*Instructions*:
(1) According to the passage on gastric cancer in Thailand and Japan, what is the approximate prevalence of H. pylori infection in both countries?
(2) Please decide whether each statement below agrees with the passage on gastric cancer in Thailand and Japan, and give yes or no with the deciding words quoted from it.
(a) Japanese classification takes the highest grade as the main histological type.
(b) About half of the patients with gastric adenocarcinoma in both countries were not tested for H. pylori status.
(c) H. pylori infection data were included in the multivariate analysis.

Source text Start Marker

Although we found difference in proportion of histological type between Thai and Japan, this could be attributed to the different criteria in the “main histological type” diagnosis. Japanese classification regards the prominent histological type as the “main histological type” while Western criteria used the highest grade [11, 12]. In addition, histology provided a marginally significant association with mortality in this study, showing better survival rate in patient with well differentiated adenocarcinoma. In Japan, high grade dysplasia is usually involved as well-differentiated early gastric cancer [12]. Disparity in pathology classification in early stage of gastric adenocarcinoma may affect the potential different outcome.

H. pylori is a well-established carcinogen for gastric cancer [27]. The authors tried to evaluate the difference in H. pylori infection and eradication rate. Unfortunately, half of the patients with gastric adenocarcinoma in both countries were not tested for H. pylori status; hence, the data of H. pylori infection was not assessed in multivariate analysis and discussed as a significant associated factor. However, previous information established high prevalence of H. pylori infection in both Thailand and Japan at approximately 50%-70% [28, 29]. Therefore, the prevalence of H. pylori infection should not be an influential factor of the difference in mortality rate in these two countries. Virulence or host susceptibility of H. pylori infection should be further evaluated to address the associated poor prognosis of gastric adenocarcinoma in Thailand.

Source text End Marker
Record excerpts Start Marker

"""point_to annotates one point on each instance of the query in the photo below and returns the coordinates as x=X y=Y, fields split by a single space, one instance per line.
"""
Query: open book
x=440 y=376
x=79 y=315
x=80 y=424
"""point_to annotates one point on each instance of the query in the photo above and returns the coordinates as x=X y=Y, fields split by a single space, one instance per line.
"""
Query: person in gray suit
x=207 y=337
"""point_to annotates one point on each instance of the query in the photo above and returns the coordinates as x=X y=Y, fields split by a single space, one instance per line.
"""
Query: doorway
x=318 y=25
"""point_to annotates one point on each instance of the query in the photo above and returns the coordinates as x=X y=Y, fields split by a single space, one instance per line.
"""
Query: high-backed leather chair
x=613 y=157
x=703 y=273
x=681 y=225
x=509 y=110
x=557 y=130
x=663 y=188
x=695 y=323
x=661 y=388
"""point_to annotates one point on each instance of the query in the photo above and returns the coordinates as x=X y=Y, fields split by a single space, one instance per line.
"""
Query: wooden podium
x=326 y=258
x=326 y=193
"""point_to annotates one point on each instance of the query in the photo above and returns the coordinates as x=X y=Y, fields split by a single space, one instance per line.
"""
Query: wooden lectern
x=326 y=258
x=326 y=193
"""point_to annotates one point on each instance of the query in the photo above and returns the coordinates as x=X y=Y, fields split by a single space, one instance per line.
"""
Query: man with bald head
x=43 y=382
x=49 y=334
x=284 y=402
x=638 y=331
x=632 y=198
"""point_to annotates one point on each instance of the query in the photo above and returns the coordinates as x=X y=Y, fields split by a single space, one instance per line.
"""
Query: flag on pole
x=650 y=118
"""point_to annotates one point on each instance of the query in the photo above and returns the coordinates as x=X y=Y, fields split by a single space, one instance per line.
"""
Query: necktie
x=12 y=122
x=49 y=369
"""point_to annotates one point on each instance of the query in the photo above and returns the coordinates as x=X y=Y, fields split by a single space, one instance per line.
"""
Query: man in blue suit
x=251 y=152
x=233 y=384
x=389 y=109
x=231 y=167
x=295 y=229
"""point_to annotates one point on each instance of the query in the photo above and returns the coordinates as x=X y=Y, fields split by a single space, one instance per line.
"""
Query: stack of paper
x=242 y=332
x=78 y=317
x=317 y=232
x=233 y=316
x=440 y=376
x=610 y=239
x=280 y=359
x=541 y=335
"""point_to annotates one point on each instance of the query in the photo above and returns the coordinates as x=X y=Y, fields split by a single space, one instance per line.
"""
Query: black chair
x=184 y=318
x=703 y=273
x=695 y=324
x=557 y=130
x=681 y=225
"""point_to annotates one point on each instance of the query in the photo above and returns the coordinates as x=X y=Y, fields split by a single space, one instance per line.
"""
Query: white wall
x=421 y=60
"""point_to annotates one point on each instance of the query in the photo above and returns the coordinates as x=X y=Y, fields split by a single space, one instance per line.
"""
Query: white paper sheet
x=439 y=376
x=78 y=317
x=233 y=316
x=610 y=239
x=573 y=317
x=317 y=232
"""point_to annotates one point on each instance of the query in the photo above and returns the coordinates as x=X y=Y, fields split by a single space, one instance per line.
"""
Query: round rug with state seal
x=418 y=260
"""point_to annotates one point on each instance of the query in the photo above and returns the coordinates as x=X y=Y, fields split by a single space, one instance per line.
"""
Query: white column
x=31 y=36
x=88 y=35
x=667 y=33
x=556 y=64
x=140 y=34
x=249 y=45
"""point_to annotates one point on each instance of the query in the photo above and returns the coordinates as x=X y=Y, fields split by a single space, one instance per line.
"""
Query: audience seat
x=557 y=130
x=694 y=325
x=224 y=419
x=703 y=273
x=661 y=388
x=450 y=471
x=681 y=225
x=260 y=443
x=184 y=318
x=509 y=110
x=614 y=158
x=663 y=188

Record excerpts End Marker

*Answer section*:
(1) Approximately 50%-70%.

(2)
(a) No: "Japanese classification regards the prominent histological type as the “main histological type” while Western criteria used the highest grade"
(b) Yes: "half of the patients with gastric adenocarcinoma in both countries were not tested for H. pylori status"
(c) No: "the data of H. pylori infection was not assessed in multivariate analysis"